**Passage provided**.
Hearing public testimony from shooter Robert Card’s family for the first time, an independent commission investigating the mass shooting in Lewiston opened with Card’s sister, Nicole Herling, and her husband James Herling, who said they struggled for months to get help as his brother-in-law’s mental health declined.

“Our family will never forget your names,” Herling said, adding that pictures of the victims are on the walls of his family home. “There is no way to express the sorrow that we feel,” he added.

Putting his head in his hands, and with his wife leaning into shoulder, James Herling became emotional as he described how Card became increasingly paranoid. Facing the panel of commissioners, the family began sobbing as Herling recalled the moment when the couple figured out who the shooter was.

The 40-year-old Card, an Army reservist with a history of mental health troubles, committed the deadliest shooting in Maine history, opening fire with an assault rifle inside a bowling alley and a bar and grill in Lewiston in October. The commission has been meeting for months, hearing from police, victims and their families, and other Army reservists.

Card’s family had kept a low profile before the hearing, other than releasing a statement in March expressing deep sorrow over the shooting, and disclosing an analysis of Card’s brain tissue that showed evidence of traumatic brain injuries. Card had trained others in the use of hand grenades, and the family blamed that exposure for his mental decline.

On Thursday, James Herling expressed frustration with the military, law enforcement and the media, and he singled out the Army Reserves for declining to answer the phone or return calls before the shooting.

Nicole Herling said military personnel deserve better protections: “It’s unjust to continue training with explosions and sonic booms until there are protective gear and standards ensuring the safety of all of our soldier’s brains.”

**Required work**.
Reproduce the entire article on the Lewiston shooting commission hearing word for word. These items come from a separate source, unrelated to the article.

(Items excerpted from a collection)
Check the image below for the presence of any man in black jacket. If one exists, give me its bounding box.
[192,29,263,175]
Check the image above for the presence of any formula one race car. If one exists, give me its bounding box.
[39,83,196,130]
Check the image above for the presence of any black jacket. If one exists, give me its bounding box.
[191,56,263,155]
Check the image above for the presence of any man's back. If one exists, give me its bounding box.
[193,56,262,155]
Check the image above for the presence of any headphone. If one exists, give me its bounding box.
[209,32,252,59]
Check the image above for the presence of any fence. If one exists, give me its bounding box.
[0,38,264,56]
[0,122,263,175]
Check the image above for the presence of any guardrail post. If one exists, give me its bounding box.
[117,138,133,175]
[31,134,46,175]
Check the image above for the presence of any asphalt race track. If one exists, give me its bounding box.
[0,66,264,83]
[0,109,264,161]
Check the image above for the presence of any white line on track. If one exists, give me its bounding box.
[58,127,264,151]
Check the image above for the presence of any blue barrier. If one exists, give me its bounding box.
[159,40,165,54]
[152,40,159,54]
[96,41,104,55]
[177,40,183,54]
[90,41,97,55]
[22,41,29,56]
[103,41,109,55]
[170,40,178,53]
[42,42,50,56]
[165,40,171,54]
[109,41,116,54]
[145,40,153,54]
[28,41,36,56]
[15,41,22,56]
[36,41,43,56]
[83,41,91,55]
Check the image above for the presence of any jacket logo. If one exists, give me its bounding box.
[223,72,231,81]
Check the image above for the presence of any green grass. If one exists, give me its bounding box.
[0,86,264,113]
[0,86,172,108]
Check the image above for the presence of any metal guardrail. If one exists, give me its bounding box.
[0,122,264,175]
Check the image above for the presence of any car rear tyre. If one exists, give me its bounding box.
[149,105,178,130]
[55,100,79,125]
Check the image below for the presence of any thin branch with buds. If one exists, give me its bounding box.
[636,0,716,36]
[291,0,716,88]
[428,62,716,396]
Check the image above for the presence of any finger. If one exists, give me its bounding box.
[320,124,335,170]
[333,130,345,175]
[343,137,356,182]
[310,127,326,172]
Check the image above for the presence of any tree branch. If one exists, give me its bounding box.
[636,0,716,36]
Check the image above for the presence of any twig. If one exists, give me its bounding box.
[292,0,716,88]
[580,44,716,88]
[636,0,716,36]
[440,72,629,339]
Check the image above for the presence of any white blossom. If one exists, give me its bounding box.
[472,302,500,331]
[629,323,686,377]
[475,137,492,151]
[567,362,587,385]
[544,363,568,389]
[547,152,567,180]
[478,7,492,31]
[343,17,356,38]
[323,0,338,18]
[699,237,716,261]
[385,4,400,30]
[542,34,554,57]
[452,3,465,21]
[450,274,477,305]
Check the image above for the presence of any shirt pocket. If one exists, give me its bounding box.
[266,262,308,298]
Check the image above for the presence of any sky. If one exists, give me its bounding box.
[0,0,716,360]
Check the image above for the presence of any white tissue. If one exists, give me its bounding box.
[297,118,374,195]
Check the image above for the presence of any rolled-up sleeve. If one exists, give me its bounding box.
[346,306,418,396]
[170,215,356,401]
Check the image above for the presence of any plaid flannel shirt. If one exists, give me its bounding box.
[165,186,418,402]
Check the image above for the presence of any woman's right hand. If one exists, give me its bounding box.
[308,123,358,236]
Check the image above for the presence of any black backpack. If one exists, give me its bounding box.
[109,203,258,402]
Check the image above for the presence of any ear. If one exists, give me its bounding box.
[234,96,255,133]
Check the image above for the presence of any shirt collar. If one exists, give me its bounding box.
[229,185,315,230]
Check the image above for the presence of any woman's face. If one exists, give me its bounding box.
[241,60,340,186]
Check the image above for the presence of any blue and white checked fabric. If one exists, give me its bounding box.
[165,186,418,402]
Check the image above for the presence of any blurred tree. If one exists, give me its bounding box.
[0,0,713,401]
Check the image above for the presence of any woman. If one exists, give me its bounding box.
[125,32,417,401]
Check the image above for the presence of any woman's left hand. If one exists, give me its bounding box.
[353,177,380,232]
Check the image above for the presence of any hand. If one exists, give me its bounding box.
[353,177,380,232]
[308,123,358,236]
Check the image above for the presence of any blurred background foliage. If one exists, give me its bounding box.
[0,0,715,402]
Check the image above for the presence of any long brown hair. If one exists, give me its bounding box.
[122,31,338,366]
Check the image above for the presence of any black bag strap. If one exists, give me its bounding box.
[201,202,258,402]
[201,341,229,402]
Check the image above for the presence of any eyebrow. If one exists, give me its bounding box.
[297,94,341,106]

**Solution to this problem**.
Hearing public testimony from shooter Robert Card’s family for the first time, an independent commission investigating the mass shooting in Lewiston opened with Card’s sister, Nicole Herling, and her husband James Herling, who said they struggled for months to get help as his brother-in-law’s mental health declined.

“Our family will never forget your names,” Herling said, adding that pictures of the victims are on the walls of his family home. “There is no way to express the sorrow that we feel,” he added.

Putting his head in his hands, and with his wife leaning into shoulder, James Herling became emotional as he described how Card became increasingly paranoid. Facing the panel of commissioners, the family began sobbing as Herling recalled the moment when the couple figured out who the shooter was.

The 40-year-old Card, an Army reservist with a history of mental health troubles, committed the deadliest shooting in Maine history, opening fire with an assault rifle inside a bowling alley and a bar and grill in Lewiston in October. The commission has been meeting for months, hearing from police, victims and their families, and other Army reservists.

Card’s family had kept a low profile before the hearing, other than releasing a statement in March expressing deep sorrow over the shooting, and disclosing an analysis of Card’s brain tissue that showed evidence of traumatic brain injuries. Card had trained others in the use of hand grenades, and the family blamed that exposure for his mental decline.

On Thursday, James Herling expressed frustration with the military, law enforcement and the media, and he singled out the Army Reserves for declining to answer the phone or return calls before the shooting.

Nicole Herling said military personnel deserve better protections: “It’s unjust to continue training with explosions and sonic booms until there are protective gear and standards ensuring the safety of all of our soldier’s brains.”